(Saved data entries)
"""

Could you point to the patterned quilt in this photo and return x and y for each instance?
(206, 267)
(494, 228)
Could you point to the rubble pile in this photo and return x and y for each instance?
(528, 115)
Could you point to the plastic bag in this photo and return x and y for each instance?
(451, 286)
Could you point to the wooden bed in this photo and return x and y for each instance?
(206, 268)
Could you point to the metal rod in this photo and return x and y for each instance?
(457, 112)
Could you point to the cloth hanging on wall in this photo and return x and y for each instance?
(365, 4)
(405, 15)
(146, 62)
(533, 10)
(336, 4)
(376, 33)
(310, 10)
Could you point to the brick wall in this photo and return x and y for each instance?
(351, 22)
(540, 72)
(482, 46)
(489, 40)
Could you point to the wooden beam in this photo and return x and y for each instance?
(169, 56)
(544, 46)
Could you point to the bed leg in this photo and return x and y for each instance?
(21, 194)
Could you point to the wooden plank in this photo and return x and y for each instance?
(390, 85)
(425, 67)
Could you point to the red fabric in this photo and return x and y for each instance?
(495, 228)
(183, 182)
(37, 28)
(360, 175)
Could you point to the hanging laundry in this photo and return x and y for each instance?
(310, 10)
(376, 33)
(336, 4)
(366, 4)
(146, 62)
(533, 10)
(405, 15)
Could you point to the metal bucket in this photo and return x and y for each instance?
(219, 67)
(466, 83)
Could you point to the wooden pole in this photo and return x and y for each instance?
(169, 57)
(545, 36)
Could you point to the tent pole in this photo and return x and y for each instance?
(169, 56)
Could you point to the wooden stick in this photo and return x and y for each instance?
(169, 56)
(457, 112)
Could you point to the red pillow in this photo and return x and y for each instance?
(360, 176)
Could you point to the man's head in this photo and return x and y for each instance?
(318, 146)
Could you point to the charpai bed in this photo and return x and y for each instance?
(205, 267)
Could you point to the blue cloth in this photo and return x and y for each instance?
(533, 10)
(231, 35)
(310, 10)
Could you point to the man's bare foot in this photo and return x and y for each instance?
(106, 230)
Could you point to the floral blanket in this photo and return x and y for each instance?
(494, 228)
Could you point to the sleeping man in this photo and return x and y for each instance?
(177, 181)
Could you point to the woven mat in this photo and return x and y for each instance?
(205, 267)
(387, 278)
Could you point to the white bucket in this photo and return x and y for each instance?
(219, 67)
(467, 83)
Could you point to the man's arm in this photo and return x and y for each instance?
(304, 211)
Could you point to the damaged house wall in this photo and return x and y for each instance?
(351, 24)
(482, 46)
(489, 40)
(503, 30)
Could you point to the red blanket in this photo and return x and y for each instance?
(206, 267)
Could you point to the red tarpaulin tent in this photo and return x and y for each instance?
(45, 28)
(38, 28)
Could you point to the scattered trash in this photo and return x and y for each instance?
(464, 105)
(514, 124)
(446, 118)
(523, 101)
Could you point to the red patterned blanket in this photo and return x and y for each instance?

"""

*SET TASK*
Transcribe word for word the lines from the one holding "Could you point to the floral" to the last line of the listing above, inclusive.

*FINISHED ANSWER*
Could you point to the floral blanket in this photo and return x and y for each instance?
(494, 228)
Could you point to the sleeping man in this photo and return x and y for each instance?
(177, 181)
Could you point to the woven mat in this photo and return x and y for each instance?
(205, 267)
(387, 278)
Could you point to the white bucket in this photo and return x and y for each instance?
(219, 67)
(467, 83)
Could you point to the man's arm in this photo and return x and y for each instance?
(304, 211)
Could you point to the damaged house wall in this photo and return x and y for each instance?
(351, 24)
(482, 46)
(489, 40)
(503, 30)
Could you point to the red blanket in this photo and return x and y for each instance?
(206, 267)
Could you point to the red tarpaulin tent in this photo and return x and y for each instance?
(45, 28)
(38, 28)
Could you point to the scattered trash in this photo and return x and y for each instance?
(464, 105)
(514, 124)
(446, 118)
(523, 101)
Could you point to the red patterned blanket in this photo and return x and y for each instance?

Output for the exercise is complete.